### What you will do
The data below holds the lines to copy: everything from the line containing "Target: striped pillow" to the line containing "Target: fireplace hearth", both ends included, set down exactly.
####################
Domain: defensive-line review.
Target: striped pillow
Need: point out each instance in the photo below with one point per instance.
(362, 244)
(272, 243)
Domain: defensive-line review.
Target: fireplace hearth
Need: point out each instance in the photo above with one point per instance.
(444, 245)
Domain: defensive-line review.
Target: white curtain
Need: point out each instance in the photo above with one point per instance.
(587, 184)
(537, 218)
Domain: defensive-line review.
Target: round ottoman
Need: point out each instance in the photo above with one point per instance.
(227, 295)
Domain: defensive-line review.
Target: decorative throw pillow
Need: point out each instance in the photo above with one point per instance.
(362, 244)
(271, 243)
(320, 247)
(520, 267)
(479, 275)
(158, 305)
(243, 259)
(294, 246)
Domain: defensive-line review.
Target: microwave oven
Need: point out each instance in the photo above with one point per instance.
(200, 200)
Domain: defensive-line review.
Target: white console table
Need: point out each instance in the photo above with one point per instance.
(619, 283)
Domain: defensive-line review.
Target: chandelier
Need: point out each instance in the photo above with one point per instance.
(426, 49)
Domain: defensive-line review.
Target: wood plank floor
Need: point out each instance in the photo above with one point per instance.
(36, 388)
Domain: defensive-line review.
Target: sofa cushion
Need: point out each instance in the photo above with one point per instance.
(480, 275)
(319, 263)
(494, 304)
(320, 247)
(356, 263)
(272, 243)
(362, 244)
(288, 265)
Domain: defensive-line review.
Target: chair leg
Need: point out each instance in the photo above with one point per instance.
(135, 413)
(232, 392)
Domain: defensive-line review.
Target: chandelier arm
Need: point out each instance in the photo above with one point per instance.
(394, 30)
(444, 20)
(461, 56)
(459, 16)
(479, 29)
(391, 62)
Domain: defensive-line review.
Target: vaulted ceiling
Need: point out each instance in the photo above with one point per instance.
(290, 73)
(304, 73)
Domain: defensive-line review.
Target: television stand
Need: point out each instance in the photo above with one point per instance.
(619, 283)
####################
### Response to the task
Target: striped pillow
Need: point out each instance in the photo below with one point per instance.
(362, 244)
(272, 243)
Domain: defensive-line review.
Target: fireplace hearth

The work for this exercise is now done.